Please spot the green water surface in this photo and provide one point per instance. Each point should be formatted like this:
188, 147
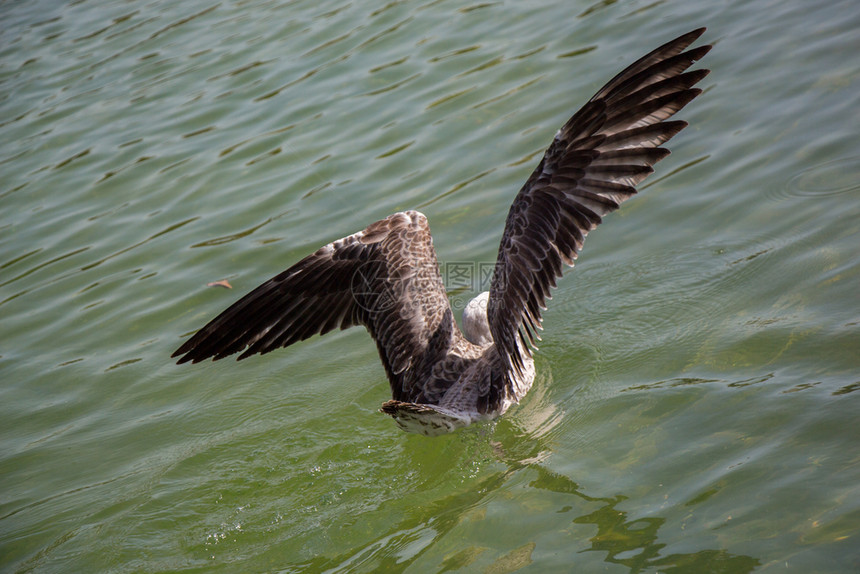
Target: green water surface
696, 403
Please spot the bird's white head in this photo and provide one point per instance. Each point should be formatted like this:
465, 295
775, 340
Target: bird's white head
476, 326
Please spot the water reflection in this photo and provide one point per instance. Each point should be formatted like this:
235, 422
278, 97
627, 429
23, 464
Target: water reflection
430, 535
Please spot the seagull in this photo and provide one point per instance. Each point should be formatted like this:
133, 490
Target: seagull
387, 276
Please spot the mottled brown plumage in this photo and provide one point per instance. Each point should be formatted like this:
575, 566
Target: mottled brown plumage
387, 276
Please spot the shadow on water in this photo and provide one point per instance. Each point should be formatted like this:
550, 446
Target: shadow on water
625, 540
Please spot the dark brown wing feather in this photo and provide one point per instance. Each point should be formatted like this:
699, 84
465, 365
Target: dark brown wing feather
385, 277
593, 165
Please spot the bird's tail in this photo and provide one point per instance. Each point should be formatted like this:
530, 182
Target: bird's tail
429, 420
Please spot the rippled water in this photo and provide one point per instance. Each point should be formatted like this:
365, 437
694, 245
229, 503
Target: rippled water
695, 408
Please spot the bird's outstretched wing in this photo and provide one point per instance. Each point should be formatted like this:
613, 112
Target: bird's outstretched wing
385, 277
593, 165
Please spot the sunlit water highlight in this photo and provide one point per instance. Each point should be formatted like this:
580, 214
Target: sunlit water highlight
696, 400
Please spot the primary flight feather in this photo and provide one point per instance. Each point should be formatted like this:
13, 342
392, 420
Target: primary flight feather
387, 277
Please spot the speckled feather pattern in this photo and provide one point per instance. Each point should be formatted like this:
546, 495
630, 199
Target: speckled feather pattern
387, 276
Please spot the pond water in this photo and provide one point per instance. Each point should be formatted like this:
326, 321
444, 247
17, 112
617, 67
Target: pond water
695, 408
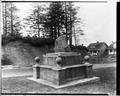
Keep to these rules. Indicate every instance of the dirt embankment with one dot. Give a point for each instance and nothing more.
(22, 54)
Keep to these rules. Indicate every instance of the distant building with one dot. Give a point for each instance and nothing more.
(112, 49)
(97, 49)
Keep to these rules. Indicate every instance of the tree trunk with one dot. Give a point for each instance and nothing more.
(66, 24)
(5, 20)
(11, 20)
(38, 23)
(70, 27)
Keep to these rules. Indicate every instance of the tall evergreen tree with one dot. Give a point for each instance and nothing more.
(11, 22)
(55, 19)
(36, 19)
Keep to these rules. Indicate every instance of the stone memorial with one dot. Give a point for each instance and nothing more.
(62, 69)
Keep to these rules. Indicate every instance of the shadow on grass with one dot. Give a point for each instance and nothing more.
(23, 85)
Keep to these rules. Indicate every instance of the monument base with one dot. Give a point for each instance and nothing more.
(72, 83)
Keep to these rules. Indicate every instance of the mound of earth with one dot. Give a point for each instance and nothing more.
(22, 54)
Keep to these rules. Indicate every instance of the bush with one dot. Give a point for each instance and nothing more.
(10, 38)
(80, 49)
(5, 60)
(36, 41)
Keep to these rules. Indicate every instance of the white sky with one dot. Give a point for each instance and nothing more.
(99, 20)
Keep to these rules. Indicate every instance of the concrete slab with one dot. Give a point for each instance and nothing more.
(72, 83)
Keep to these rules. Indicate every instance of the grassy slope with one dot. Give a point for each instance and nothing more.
(104, 86)
(21, 54)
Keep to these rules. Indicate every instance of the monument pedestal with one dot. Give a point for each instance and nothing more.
(68, 71)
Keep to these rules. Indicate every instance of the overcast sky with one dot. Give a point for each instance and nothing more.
(99, 20)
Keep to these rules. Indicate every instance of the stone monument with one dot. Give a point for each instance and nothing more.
(62, 69)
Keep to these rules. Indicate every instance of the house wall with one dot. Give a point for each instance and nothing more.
(106, 59)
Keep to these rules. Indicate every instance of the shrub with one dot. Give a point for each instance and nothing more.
(5, 60)
(36, 41)
(80, 49)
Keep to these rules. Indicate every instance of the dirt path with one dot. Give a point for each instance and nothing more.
(27, 71)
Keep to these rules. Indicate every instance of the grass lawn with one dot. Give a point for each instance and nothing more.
(107, 84)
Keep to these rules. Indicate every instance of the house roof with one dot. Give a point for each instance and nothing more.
(112, 46)
(96, 46)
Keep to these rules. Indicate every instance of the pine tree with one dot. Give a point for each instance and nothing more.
(55, 20)
(11, 22)
(36, 19)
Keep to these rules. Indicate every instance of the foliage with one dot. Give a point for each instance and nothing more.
(36, 41)
(11, 22)
(80, 49)
(36, 19)
(54, 19)
(5, 60)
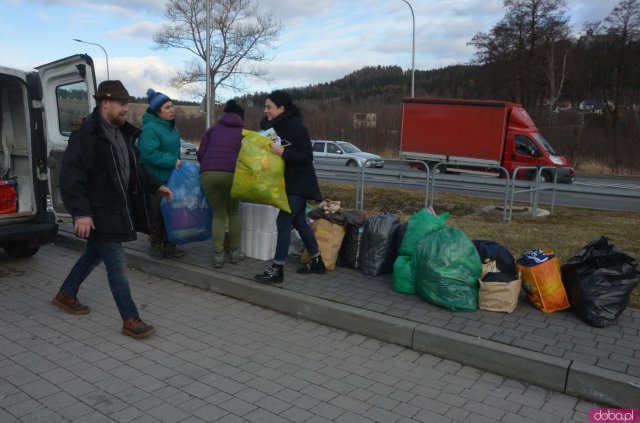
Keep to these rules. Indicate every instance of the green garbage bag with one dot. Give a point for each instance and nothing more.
(420, 224)
(403, 279)
(447, 269)
(259, 175)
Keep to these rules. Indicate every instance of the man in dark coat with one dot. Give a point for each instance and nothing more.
(100, 178)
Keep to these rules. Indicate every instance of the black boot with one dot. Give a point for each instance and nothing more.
(273, 274)
(316, 265)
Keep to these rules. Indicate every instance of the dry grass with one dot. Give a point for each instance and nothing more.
(565, 232)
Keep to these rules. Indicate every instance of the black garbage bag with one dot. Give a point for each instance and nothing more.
(492, 251)
(349, 252)
(378, 250)
(599, 280)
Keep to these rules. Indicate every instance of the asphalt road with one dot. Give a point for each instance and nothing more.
(609, 192)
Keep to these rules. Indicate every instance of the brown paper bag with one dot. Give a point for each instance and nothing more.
(329, 236)
(498, 296)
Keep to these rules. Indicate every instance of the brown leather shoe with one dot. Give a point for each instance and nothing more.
(136, 328)
(69, 304)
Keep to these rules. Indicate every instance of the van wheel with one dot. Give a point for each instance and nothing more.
(20, 249)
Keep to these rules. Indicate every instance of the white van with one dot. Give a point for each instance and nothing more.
(38, 110)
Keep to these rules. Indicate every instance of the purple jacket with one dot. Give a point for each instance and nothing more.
(220, 144)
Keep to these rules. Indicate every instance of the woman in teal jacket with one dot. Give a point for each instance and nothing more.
(159, 146)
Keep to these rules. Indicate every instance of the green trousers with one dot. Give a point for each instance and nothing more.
(217, 188)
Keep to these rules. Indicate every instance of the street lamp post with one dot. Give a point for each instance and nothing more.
(105, 52)
(208, 64)
(413, 50)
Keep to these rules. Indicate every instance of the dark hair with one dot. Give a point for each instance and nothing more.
(233, 107)
(281, 98)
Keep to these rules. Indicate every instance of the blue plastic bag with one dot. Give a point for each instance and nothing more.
(187, 218)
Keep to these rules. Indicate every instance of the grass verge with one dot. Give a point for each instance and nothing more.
(566, 231)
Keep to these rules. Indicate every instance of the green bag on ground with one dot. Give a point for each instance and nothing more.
(403, 278)
(447, 269)
(420, 224)
(259, 175)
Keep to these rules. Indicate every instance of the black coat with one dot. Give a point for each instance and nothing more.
(91, 180)
(299, 173)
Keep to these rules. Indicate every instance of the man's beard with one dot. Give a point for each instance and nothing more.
(118, 120)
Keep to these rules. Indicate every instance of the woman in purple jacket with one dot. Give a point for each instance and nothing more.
(217, 155)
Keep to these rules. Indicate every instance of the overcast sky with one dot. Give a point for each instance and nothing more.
(321, 40)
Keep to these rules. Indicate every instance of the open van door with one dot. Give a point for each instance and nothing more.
(68, 86)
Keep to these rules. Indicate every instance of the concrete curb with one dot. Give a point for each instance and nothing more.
(571, 377)
(506, 360)
(604, 386)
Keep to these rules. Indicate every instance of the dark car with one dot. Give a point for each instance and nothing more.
(187, 148)
(343, 153)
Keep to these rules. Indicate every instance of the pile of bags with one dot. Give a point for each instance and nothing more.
(443, 266)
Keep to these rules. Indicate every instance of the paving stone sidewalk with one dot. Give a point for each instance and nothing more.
(218, 359)
(557, 335)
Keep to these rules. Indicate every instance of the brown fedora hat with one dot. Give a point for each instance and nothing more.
(112, 90)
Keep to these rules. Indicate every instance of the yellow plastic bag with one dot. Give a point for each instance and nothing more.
(259, 175)
(543, 285)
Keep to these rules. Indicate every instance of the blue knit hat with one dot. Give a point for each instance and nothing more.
(156, 99)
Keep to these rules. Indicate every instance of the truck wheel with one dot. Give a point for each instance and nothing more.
(546, 177)
(437, 170)
(20, 249)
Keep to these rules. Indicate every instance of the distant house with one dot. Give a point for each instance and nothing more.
(591, 106)
(364, 120)
(562, 105)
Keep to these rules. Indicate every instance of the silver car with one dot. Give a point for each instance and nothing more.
(343, 153)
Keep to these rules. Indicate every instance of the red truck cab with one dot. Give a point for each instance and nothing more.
(525, 146)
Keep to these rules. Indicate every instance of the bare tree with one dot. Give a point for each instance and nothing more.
(518, 44)
(239, 35)
(623, 26)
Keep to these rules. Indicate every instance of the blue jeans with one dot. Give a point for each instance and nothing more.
(297, 218)
(112, 254)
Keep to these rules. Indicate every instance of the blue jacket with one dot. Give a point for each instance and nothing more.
(159, 146)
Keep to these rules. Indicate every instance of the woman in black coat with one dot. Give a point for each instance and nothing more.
(300, 181)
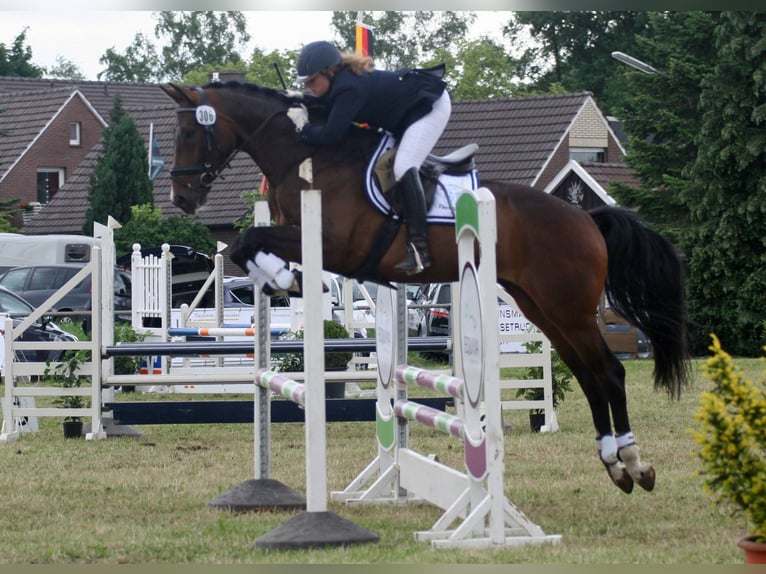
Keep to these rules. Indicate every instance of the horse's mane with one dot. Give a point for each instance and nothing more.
(360, 140)
(286, 97)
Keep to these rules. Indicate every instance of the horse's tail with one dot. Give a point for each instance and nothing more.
(645, 285)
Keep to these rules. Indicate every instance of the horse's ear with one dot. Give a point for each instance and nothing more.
(177, 93)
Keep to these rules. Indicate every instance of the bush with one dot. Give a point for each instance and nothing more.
(293, 362)
(732, 439)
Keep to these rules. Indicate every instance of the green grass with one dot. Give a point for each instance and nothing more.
(145, 500)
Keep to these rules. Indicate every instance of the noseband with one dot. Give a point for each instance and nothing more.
(206, 117)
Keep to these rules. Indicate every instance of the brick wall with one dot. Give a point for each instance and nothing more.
(52, 151)
(589, 129)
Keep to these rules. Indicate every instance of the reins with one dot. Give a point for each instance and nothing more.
(207, 117)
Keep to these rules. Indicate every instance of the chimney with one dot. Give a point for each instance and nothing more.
(228, 76)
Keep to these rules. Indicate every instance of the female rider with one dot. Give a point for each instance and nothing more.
(413, 105)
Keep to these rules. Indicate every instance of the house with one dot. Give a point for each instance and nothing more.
(48, 127)
(562, 144)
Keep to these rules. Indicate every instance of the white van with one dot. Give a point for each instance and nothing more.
(17, 249)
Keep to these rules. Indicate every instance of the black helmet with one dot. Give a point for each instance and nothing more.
(315, 57)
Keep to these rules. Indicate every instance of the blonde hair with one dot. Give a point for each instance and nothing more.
(357, 63)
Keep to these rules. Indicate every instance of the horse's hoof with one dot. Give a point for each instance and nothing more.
(646, 480)
(625, 482)
(619, 475)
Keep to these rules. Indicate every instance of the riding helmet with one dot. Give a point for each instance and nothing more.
(315, 57)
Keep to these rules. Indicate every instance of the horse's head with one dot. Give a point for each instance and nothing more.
(205, 142)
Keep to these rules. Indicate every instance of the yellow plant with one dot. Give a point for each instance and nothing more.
(732, 439)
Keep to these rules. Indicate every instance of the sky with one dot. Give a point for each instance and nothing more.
(82, 37)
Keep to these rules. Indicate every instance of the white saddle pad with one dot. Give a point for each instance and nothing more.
(443, 207)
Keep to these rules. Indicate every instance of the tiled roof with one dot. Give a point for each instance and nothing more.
(604, 173)
(66, 211)
(515, 135)
(99, 94)
(23, 117)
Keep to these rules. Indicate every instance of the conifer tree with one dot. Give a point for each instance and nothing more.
(120, 178)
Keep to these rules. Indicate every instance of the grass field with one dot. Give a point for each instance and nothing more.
(145, 500)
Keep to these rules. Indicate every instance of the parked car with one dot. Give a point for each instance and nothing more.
(238, 300)
(43, 330)
(36, 283)
(435, 321)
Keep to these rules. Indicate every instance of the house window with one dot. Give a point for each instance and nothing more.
(74, 133)
(48, 183)
(595, 154)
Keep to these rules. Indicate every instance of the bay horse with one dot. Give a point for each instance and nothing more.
(554, 258)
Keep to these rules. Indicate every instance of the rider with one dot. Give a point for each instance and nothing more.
(413, 105)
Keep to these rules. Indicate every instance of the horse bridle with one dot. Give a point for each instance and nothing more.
(206, 117)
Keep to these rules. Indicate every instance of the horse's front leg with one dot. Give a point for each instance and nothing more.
(262, 252)
(641, 472)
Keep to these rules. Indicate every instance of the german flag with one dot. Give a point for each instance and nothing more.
(363, 40)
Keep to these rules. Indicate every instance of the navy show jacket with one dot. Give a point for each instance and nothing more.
(388, 100)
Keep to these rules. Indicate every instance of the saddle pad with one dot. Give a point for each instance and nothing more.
(449, 187)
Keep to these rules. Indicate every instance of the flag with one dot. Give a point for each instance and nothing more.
(156, 163)
(363, 40)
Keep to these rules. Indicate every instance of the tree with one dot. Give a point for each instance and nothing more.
(147, 227)
(8, 209)
(660, 114)
(192, 40)
(480, 69)
(120, 178)
(65, 70)
(574, 49)
(404, 39)
(727, 257)
(16, 60)
(140, 63)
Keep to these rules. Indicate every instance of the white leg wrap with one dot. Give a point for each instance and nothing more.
(607, 448)
(255, 273)
(274, 268)
(626, 439)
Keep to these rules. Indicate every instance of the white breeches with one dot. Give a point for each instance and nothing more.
(420, 138)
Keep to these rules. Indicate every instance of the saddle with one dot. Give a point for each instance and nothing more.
(458, 162)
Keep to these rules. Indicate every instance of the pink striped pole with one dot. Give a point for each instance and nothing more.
(406, 374)
(431, 417)
(281, 385)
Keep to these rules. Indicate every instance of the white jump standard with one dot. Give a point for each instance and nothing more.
(476, 512)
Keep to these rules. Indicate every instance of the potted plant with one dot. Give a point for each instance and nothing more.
(65, 374)
(732, 440)
(334, 361)
(561, 383)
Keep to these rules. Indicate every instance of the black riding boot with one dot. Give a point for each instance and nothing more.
(418, 257)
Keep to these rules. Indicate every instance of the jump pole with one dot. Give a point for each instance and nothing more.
(475, 498)
(316, 526)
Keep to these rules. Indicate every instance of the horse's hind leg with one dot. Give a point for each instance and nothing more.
(602, 379)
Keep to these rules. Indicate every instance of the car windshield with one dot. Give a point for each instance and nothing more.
(11, 304)
(371, 288)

◆ What this task involves: All lines from the one containing "Keep to these rules. Indicate every instance of the pink" through the final line of the listing above are to be reproduced exactly; include both and add nothing.

◆ Solution to the problem:
Keep to these rules. Indicate every instance of the pink striped pole with one dot. Give a point for each instance and nothing more.
(406, 374)
(431, 417)
(281, 385)
Keep to these rules. Indicate every instance of the white jump standard with one dot. Give a point for each instance and nothing more.
(476, 512)
Keep to these rules. Indicate every instance of the potted plant with one dot. Give a point for each instance and nothing more.
(65, 374)
(732, 440)
(334, 361)
(561, 383)
Keep to these rules. Indicate every instance of the black riding boot with one dot. Give a point for each instance and nothing more.
(418, 257)
Keep to these rules. Indicate every instance of the jump pole with one dot. Give a point for each instance and nothing more.
(475, 498)
(316, 526)
Keep to these rules. Indicate every instance of the horse's hind leg with one dot. Give a point for each instance and nothing more.
(602, 379)
Keep to these rules. Indicate every instance of the car windshield with one dot. Give a point for each instance and nothing more.
(11, 304)
(371, 288)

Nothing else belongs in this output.